▸ About this exercise:
Set down only what runs from the line containing "Locate every instance of the light" through the last line of the data, exactly as it reads.

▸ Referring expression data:
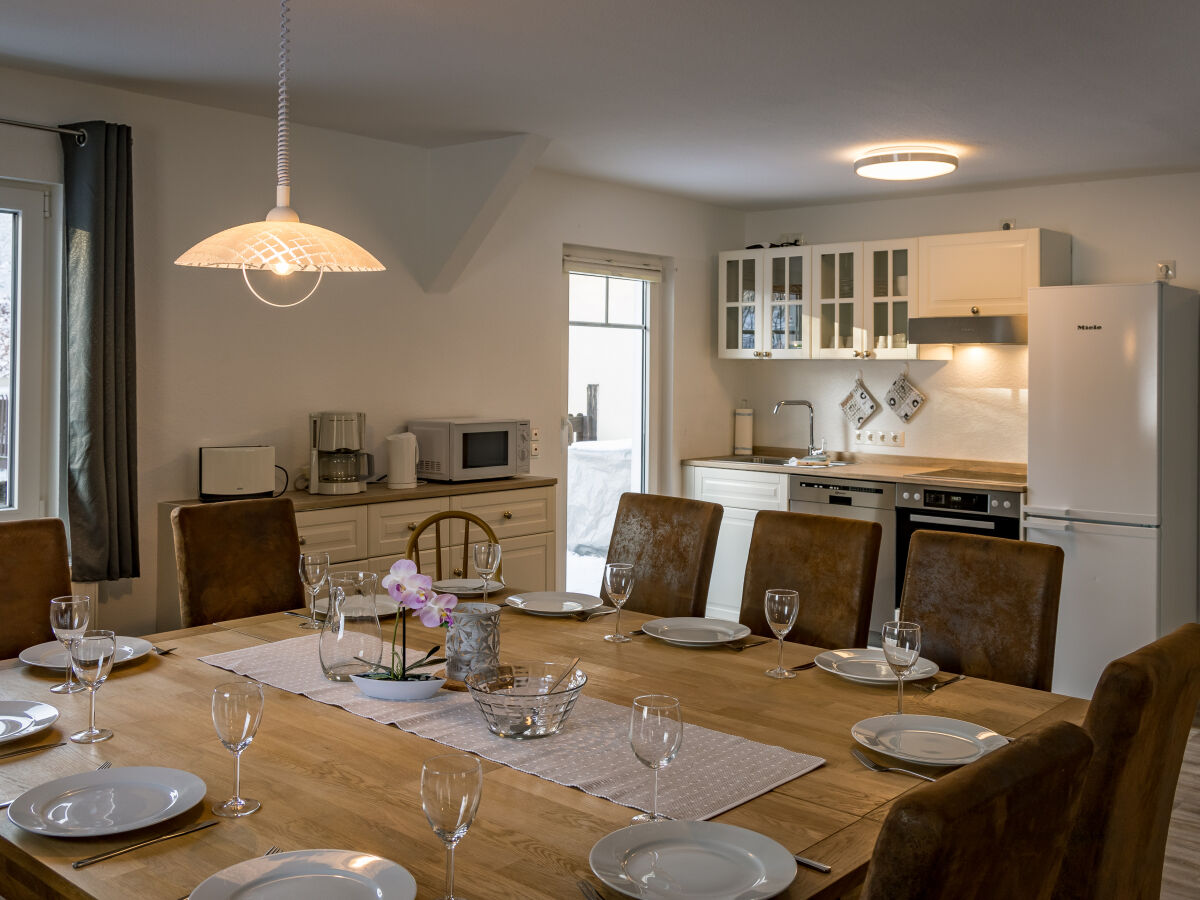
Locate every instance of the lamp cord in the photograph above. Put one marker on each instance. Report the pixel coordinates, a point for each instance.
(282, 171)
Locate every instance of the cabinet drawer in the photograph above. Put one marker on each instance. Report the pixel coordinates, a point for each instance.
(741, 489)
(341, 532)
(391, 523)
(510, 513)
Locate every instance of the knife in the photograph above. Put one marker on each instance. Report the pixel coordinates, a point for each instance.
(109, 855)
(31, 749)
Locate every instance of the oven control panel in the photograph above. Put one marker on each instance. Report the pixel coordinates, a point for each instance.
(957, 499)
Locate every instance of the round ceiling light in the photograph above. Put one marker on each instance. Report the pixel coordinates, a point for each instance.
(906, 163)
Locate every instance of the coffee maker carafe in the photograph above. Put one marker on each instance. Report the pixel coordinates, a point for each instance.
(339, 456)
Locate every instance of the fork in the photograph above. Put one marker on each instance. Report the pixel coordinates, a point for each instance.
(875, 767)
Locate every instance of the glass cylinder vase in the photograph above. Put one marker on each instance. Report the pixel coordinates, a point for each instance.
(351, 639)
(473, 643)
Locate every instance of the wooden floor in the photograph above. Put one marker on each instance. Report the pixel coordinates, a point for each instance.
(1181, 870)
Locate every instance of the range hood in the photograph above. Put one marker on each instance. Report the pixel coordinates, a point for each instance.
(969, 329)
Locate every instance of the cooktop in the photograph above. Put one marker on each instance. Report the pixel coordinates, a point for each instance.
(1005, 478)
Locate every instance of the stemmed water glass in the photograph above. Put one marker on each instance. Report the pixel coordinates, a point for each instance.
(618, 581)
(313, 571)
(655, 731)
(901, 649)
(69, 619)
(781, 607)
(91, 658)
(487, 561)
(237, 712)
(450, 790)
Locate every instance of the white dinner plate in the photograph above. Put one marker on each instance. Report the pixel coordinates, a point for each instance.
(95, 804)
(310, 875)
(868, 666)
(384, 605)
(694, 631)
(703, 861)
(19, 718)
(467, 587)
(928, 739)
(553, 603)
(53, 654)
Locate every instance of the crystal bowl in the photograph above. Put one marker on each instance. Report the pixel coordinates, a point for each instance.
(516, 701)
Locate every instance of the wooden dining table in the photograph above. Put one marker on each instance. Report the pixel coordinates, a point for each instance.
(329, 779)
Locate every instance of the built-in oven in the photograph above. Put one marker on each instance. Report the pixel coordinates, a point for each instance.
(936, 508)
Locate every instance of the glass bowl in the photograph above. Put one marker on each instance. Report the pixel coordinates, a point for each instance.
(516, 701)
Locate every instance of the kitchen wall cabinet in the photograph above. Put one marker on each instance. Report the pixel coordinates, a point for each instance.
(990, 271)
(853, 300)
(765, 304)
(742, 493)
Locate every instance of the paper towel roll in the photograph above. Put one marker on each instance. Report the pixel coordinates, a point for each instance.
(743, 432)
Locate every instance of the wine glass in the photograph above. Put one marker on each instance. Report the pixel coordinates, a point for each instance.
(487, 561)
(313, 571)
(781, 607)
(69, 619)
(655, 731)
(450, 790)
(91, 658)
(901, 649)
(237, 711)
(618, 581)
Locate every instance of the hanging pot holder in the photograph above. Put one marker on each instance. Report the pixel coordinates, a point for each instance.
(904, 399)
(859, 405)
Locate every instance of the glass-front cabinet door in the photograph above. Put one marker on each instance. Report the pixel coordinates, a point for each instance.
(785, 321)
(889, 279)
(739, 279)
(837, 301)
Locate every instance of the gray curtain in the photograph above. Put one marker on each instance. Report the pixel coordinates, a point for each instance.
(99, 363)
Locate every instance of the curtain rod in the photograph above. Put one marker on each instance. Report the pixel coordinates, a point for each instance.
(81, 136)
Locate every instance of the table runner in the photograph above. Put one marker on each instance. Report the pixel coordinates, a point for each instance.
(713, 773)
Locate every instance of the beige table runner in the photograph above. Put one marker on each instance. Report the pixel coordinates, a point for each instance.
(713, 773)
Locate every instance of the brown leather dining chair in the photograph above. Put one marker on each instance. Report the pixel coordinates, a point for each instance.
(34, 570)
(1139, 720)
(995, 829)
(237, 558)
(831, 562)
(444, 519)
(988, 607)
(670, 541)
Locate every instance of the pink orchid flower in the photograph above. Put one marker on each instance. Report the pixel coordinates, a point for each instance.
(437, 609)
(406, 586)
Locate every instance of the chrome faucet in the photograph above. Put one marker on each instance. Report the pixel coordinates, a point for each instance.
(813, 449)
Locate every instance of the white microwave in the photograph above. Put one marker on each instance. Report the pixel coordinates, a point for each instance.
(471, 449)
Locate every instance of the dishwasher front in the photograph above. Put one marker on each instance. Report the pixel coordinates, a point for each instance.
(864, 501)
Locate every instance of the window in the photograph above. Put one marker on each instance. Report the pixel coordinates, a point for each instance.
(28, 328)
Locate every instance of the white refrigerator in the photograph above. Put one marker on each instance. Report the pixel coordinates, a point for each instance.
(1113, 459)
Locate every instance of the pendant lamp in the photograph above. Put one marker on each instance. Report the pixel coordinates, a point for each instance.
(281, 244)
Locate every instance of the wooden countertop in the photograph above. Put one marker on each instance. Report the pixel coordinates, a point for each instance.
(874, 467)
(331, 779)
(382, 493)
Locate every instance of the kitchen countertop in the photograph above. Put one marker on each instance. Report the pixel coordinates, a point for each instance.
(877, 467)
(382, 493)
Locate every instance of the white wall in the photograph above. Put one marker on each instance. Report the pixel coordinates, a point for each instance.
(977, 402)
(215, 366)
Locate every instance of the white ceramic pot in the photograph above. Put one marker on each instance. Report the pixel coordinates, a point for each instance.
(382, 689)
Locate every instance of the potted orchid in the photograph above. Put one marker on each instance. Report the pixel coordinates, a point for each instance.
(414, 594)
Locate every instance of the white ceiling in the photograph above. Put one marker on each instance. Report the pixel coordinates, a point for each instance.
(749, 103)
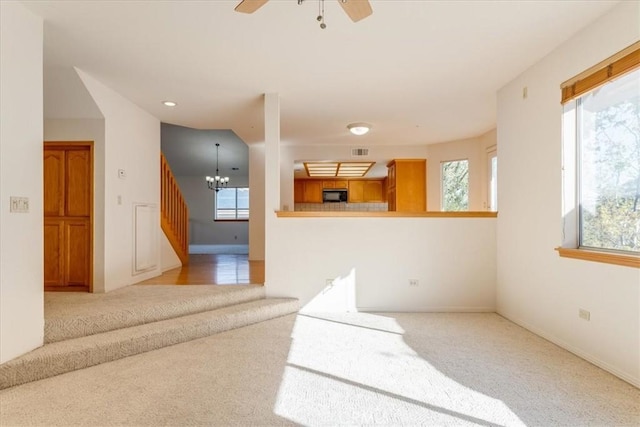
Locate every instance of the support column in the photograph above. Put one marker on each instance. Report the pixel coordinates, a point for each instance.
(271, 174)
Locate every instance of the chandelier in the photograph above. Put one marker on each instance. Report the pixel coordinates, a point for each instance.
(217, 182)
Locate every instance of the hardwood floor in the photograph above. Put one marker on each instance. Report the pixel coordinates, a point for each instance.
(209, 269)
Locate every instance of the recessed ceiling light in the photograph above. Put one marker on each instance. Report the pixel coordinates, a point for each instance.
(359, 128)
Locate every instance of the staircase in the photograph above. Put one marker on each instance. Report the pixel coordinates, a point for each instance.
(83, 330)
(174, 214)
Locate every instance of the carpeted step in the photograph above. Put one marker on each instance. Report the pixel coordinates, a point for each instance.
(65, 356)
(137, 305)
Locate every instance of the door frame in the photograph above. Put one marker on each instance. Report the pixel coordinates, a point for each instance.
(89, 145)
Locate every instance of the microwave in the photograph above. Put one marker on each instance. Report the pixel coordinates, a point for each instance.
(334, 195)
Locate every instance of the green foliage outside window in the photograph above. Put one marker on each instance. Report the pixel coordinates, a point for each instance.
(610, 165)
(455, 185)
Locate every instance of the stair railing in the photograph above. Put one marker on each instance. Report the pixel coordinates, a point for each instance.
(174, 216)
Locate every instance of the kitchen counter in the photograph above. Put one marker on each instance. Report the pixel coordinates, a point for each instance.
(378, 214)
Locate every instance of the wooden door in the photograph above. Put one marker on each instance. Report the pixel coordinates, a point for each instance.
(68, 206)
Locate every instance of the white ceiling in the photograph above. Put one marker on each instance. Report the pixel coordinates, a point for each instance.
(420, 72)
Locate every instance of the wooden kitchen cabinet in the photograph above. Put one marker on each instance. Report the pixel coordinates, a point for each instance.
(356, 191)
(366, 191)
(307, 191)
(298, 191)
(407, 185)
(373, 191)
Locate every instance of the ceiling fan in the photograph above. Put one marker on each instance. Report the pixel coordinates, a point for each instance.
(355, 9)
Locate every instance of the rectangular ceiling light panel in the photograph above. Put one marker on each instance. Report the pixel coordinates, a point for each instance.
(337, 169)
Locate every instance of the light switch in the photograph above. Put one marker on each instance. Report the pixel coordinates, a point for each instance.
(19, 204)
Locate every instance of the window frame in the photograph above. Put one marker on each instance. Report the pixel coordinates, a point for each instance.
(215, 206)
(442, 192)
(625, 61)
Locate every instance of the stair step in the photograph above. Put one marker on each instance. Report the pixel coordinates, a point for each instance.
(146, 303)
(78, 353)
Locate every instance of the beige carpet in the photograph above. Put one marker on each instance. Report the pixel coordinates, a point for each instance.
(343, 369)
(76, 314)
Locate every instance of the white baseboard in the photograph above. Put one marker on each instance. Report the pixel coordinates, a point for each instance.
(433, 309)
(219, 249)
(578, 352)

▸ Solution:
Locate every instance of the light switch in the photograph above. Put one marker on each instance. Report the pixel coordinates, a point for each instance.
(19, 204)
Locate every instance of the window frame in the photograph above. Put one marker on each instance. Report the pixel coordinates, a point for each instance.
(215, 206)
(442, 192)
(625, 61)
Locate every instance of the stair step in the photograph above. Put one marker on each instance. Report the pixel coordinates, a point for each instance.
(146, 303)
(78, 353)
Locate every instance of the beige carpet in the photograph above. Put one marker on each instance. Report the pixel coordinates, a point for each instance.
(343, 369)
(76, 314)
Locate every instance of the white baseboard in the photograph above. Put one marker on each instance. Report the pixel coordinates, a point for each instance.
(433, 309)
(219, 249)
(578, 352)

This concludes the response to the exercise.